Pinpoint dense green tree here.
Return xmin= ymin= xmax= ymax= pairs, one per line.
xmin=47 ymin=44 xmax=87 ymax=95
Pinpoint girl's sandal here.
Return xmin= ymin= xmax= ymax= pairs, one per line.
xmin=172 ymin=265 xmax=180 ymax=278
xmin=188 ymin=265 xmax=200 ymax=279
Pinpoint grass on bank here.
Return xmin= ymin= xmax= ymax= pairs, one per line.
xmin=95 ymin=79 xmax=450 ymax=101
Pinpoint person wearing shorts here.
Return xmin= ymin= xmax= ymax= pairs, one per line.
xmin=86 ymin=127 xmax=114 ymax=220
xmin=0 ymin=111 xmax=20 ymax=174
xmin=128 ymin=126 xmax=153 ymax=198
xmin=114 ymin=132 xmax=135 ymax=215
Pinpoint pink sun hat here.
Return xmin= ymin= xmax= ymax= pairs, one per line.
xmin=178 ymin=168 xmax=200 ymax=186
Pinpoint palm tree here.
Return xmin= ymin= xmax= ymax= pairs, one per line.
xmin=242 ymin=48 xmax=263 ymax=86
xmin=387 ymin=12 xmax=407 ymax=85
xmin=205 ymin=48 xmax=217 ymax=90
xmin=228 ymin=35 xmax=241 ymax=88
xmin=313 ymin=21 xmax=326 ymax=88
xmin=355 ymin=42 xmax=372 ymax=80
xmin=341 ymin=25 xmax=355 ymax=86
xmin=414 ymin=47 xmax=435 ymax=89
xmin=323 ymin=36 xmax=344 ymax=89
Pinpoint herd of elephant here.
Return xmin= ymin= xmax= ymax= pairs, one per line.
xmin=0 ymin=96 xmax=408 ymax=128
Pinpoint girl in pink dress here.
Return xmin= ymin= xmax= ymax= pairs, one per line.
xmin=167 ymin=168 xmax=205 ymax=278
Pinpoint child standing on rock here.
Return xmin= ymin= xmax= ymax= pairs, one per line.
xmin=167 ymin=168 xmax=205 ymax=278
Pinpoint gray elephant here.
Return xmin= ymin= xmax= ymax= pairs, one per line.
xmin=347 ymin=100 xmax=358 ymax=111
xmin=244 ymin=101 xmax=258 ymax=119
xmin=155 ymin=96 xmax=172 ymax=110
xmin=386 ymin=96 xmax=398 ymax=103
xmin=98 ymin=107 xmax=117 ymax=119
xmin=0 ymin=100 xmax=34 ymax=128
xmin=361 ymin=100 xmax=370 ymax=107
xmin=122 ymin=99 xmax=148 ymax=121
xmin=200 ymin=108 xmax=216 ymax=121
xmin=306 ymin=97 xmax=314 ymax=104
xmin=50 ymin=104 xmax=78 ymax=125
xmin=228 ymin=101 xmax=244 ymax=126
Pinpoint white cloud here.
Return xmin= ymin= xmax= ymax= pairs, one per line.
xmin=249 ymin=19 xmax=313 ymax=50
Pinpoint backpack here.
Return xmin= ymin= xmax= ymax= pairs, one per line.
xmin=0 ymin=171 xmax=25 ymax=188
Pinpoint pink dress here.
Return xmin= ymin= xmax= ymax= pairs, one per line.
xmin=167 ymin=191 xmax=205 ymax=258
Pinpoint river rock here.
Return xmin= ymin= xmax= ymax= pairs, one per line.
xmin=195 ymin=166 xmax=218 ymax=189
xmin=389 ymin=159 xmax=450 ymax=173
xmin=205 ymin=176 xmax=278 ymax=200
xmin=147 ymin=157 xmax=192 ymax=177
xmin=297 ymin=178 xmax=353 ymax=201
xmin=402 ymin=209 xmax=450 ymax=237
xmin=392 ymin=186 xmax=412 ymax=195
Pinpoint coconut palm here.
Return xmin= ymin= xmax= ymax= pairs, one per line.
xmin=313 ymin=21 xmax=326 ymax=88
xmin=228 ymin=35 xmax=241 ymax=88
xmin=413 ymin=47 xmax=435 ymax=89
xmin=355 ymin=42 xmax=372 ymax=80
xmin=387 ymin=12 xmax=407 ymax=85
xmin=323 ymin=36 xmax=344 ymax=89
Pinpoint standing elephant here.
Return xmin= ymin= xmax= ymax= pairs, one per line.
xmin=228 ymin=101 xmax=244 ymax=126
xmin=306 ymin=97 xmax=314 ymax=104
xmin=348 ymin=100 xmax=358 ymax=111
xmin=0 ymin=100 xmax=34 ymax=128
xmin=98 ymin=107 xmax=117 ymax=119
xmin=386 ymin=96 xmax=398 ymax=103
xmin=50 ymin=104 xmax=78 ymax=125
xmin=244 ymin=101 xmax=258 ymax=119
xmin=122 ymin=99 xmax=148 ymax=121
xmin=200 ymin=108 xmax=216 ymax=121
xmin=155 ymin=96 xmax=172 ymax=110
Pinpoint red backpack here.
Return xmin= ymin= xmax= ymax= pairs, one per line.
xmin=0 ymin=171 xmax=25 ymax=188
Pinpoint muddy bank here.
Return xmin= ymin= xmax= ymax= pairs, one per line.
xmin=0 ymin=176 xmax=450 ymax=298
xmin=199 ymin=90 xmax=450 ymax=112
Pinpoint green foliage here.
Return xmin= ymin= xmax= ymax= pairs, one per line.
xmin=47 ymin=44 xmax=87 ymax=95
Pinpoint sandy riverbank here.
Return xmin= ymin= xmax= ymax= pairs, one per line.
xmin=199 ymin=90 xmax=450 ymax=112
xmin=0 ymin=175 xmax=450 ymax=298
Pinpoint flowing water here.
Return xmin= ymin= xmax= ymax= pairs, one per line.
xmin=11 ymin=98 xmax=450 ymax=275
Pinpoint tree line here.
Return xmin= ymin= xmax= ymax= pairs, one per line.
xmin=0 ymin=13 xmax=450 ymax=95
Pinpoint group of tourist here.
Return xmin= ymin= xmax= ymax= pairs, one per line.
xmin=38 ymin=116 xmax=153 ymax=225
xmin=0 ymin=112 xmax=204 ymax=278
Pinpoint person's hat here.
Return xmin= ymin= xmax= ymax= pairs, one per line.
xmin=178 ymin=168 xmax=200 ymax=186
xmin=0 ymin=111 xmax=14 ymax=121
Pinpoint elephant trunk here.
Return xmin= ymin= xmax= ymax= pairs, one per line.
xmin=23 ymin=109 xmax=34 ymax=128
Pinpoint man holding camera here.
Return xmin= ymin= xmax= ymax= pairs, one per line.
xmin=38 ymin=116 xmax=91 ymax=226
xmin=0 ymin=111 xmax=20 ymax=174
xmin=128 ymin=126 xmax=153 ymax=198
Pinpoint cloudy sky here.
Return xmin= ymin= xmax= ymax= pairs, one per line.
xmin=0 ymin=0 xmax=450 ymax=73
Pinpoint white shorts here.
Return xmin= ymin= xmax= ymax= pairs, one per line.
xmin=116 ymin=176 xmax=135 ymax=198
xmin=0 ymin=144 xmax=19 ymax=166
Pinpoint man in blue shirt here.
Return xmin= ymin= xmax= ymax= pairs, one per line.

## What the task asks
Please rewrite the lines above as a numbered list, omitting any blank lines.

## Completed task
1. Pinpoint dense green tree here.
2. Return xmin= ymin= xmax= ymax= pairs, one per line.
3. xmin=47 ymin=44 xmax=87 ymax=95
4. Pinpoint girl's sandal here.
5. Return xmin= ymin= xmax= ymax= pairs, one per line.
6. xmin=172 ymin=265 xmax=180 ymax=278
7. xmin=188 ymin=265 xmax=200 ymax=279
8. Pinpoint grass on bank here.
9. Return xmin= ymin= xmax= ymax= pairs, one per line.
10. xmin=95 ymin=79 xmax=450 ymax=101
11. Pinpoint person wearing shorts here.
12. Return xmin= ymin= xmax= ymax= pairs, one per line.
13. xmin=86 ymin=127 xmax=114 ymax=220
14. xmin=0 ymin=111 xmax=20 ymax=174
15. xmin=128 ymin=126 xmax=153 ymax=198
16. xmin=114 ymin=132 xmax=135 ymax=215
17. Pinpoint pink sun hat here.
18. Return xmin= ymin= xmax= ymax= pairs, one per line.
19. xmin=178 ymin=168 xmax=200 ymax=186
20. Pinpoint palm tree here.
21. Return xmin= ymin= xmax= ymax= pairs, one per line.
22. xmin=242 ymin=48 xmax=263 ymax=86
23. xmin=387 ymin=12 xmax=407 ymax=85
24. xmin=205 ymin=48 xmax=217 ymax=90
25. xmin=228 ymin=35 xmax=241 ymax=88
26. xmin=313 ymin=21 xmax=326 ymax=88
27. xmin=355 ymin=42 xmax=372 ymax=80
28. xmin=341 ymin=25 xmax=355 ymax=86
29. xmin=414 ymin=47 xmax=435 ymax=89
30. xmin=323 ymin=36 xmax=344 ymax=89
31. Pinpoint herd of elephant here.
32. Return xmin= ymin= xmax= ymax= pairs, one per line.
33. xmin=0 ymin=96 xmax=408 ymax=128
34. Pinpoint girl in pink dress here.
35. Return xmin= ymin= xmax= ymax= pairs, one per line.
36. xmin=167 ymin=168 xmax=205 ymax=278
37. Pinpoint child standing on rock here.
38. Return xmin= ymin= xmax= ymax= pairs, one per line.
39. xmin=167 ymin=168 xmax=205 ymax=278
40. Pinpoint gray elephant here.
41. Return xmin= ymin= xmax= ymax= pairs, one per line.
42. xmin=347 ymin=100 xmax=358 ymax=111
43. xmin=244 ymin=101 xmax=258 ymax=119
44. xmin=155 ymin=96 xmax=172 ymax=110
45. xmin=386 ymin=96 xmax=398 ymax=103
46. xmin=98 ymin=107 xmax=117 ymax=119
47. xmin=0 ymin=100 xmax=34 ymax=128
48. xmin=361 ymin=100 xmax=370 ymax=107
49. xmin=122 ymin=99 xmax=148 ymax=121
50. xmin=200 ymin=108 xmax=216 ymax=121
51. xmin=306 ymin=97 xmax=314 ymax=104
52. xmin=50 ymin=104 xmax=78 ymax=125
53. xmin=228 ymin=101 xmax=244 ymax=126
54. Pinpoint white cloud here.
55. Return xmin= ymin= xmax= ymax= pairs, one per line.
56. xmin=249 ymin=19 xmax=313 ymax=50
57. Pinpoint backpack here.
58. Return xmin= ymin= xmax= ymax= pairs, one per line.
59. xmin=0 ymin=171 xmax=25 ymax=188
60. Pinpoint pink dress here.
61. Return xmin= ymin= xmax= ymax= pairs, one per line.
62. xmin=167 ymin=191 xmax=205 ymax=258
63. Pinpoint river rock here.
64. Return xmin= ymin= xmax= ymax= pairs, one per line.
65. xmin=195 ymin=166 xmax=218 ymax=189
66. xmin=389 ymin=159 xmax=450 ymax=173
67. xmin=205 ymin=176 xmax=278 ymax=200
68. xmin=147 ymin=157 xmax=192 ymax=177
69. xmin=297 ymin=178 xmax=353 ymax=201
70. xmin=402 ymin=209 xmax=450 ymax=237
71. xmin=392 ymin=186 xmax=412 ymax=195
72. Pinpoint coconut palm here.
73. Return xmin= ymin= xmax= ymax= pairs, one per line.
74. xmin=313 ymin=21 xmax=326 ymax=88
75. xmin=228 ymin=35 xmax=241 ymax=88
76. xmin=413 ymin=47 xmax=435 ymax=89
77. xmin=355 ymin=42 xmax=372 ymax=80
78. xmin=387 ymin=12 xmax=407 ymax=85
79. xmin=323 ymin=36 xmax=344 ymax=89
80. Pinpoint standing elephant here.
81. Return xmin= ymin= xmax= ymax= pairs, one per line.
82. xmin=228 ymin=101 xmax=244 ymax=126
83. xmin=306 ymin=97 xmax=314 ymax=104
84. xmin=348 ymin=100 xmax=358 ymax=111
85. xmin=0 ymin=100 xmax=34 ymax=128
86. xmin=98 ymin=107 xmax=117 ymax=119
87. xmin=386 ymin=96 xmax=398 ymax=103
88. xmin=50 ymin=104 xmax=78 ymax=125
89. xmin=244 ymin=101 xmax=258 ymax=119
90. xmin=122 ymin=99 xmax=148 ymax=121
91. xmin=200 ymin=108 xmax=216 ymax=121
92. xmin=155 ymin=96 xmax=172 ymax=110
93. Pinpoint red backpack here.
94. Return xmin= ymin= xmax= ymax= pairs, one per line.
95. xmin=0 ymin=171 xmax=25 ymax=188
96. Pinpoint muddy bank here.
97. Return xmin= ymin= xmax= ymax= pairs, one per line.
98. xmin=0 ymin=176 xmax=450 ymax=298
99. xmin=199 ymin=90 xmax=450 ymax=112
100. Pinpoint green foliage here.
101. Return xmin= ymin= xmax= ymax= pairs, one per line.
102. xmin=47 ymin=44 xmax=87 ymax=95
103. Pinpoint sandy riverbank here.
104. Return xmin= ymin= xmax= ymax= pairs, one per line.
105. xmin=199 ymin=90 xmax=450 ymax=112
106. xmin=0 ymin=175 xmax=450 ymax=298
107. Pinpoint flowing water here.
108. Return xmin= ymin= xmax= ymax= pairs, one per line.
109. xmin=11 ymin=98 xmax=450 ymax=275
110. Pinpoint tree line here.
111. Return xmin= ymin= xmax= ymax= pairs, one per line.
112. xmin=0 ymin=13 xmax=450 ymax=95
113. Pinpoint group of tourist here.
114. Return xmin= ymin= xmax= ymax= pairs, one per line.
115. xmin=38 ymin=116 xmax=153 ymax=225
116. xmin=0 ymin=112 xmax=204 ymax=278
117. Pinpoint person's hat here.
118. Return xmin= ymin= xmax= ymax= pairs, one per line.
119. xmin=178 ymin=168 xmax=200 ymax=186
120. xmin=0 ymin=111 xmax=14 ymax=121
121. Pinpoint elephant trunk here.
122. Return xmin= ymin= xmax= ymax= pairs, one per line.
123. xmin=23 ymin=109 xmax=34 ymax=128
124. Pinpoint man holding camera here.
125. Return xmin= ymin= xmax= ymax= pairs, one per line.
126. xmin=38 ymin=116 xmax=91 ymax=226
127. xmin=0 ymin=111 xmax=20 ymax=174
128. xmin=128 ymin=126 xmax=153 ymax=198
129. Pinpoint cloudy sky here.
130. Return xmin= ymin= xmax= ymax= pairs, one per line.
131. xmin=0 ymin=0 xmax=450 ymax=73
132. Pinpoint white shorts here.
133. Return xmin= ymin= xmax= ymax= pairs, one per line.
134. xmin=116 ymin=176 xmax=135 ymax=198
135. xmin=0 ymin=144 xmax=19 ymax=166
136. Pinpoint man in blue shirt here.
137. Return xmin= ymin= xmax= ymax= pairs, one per line.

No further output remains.